**Activity:** Please copy everything in the essay on high school phone bans from "I don’t deny" down to "cell phone ban.", word for word.

**** Passage provided ****

By Jack Ballard
Teenagers in the United States and across the world have a phone problem. In 2023, more than 50% of teens in the U.S. spent 4 hours a day or more on social media, per Gallup. That’s more than half of a school day! It’s common sense that phones, and especially social media, are distractions for America’s teenagers, especially in school. Understandably, many see phone bans in schools as the solution. In the short term, bans work — but they lead to students who have no idea how to exercise self-control with their phones. For that reason, blanket bans are not the best solution for phones in high schools.
I don’t deny that phone bans have significant advantages. Especially for younger students, like those in elementary and middle school, having phones out of the classroom has huge benefits. In high school, however, banning phones is a harder decision.
I graduated from high school in May, and I saw firsthand what school was like with and without a district-wide cell phone ban.
Before we had a phone policy, students could keep their phones in their pockets all day. Most teachers would confiscate phones if they were misused, so phones typically stayed out of sight. Then, our school board enacted a new district-wide phone policy.
The policy, enacted before my junior year, directed teachers to confiscate phones at the beginning of class and return them to students at the end. Students had their phones during passing periods, lunch, and unscheduled hours — but not in class. This policy applied everywhere across the school, from freshman-level art classes to the most rigorous courses.
To the board’s credit, the system helped. Students were generally more focused and social during class. However, the policy had a problem. When students would retrieve their phones at the end of every class, chatter would instantly cease, and almost every student ended up with their nose buried in their screens — watching TikTok, responding to texts or Snapchat messages, completely zoned out. This revealed the real problem. Phone bans may suppress symptoms, but they don’t address the cause: the epidemic of phone addiction.

**** Supplied data ****

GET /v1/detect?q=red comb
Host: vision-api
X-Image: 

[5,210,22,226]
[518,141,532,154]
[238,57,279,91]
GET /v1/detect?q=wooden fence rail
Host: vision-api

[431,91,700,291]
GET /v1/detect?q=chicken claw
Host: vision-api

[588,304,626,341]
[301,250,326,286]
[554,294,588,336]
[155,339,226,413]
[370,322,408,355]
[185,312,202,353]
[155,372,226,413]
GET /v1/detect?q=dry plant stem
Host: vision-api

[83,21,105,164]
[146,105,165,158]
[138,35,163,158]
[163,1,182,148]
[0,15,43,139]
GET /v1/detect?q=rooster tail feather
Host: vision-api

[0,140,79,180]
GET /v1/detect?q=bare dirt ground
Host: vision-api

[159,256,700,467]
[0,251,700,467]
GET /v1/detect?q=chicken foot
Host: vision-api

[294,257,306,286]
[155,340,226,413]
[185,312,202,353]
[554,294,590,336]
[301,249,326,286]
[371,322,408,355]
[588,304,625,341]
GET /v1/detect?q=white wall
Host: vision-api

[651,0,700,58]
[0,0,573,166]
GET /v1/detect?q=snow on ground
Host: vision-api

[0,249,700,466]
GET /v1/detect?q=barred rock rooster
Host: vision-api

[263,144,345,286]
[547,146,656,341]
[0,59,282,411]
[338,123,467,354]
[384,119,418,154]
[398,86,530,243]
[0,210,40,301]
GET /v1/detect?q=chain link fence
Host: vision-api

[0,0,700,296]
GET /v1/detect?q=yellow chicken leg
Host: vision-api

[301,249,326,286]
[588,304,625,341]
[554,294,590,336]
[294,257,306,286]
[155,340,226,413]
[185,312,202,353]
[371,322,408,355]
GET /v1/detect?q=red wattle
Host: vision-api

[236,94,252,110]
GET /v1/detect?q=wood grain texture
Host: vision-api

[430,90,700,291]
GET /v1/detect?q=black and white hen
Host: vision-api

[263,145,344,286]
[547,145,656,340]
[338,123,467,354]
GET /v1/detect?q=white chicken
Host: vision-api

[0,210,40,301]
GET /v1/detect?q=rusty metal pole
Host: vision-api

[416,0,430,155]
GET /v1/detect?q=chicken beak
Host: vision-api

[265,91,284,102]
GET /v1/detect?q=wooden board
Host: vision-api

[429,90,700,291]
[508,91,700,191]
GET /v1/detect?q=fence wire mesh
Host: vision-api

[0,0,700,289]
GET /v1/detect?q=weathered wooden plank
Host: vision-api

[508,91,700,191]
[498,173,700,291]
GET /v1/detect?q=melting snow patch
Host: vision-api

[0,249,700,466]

****

**Exercise response:**
I don’t deny that phone bans have significant advantages. Especially for younger students, like those in elementary and middle school, having phones out of the classroom has huge benefits. In high school, however, banning phones is a harder decision.
I graduated from high school in May, and I saw firsthand what school was like with and without a district-wide cell phone ban.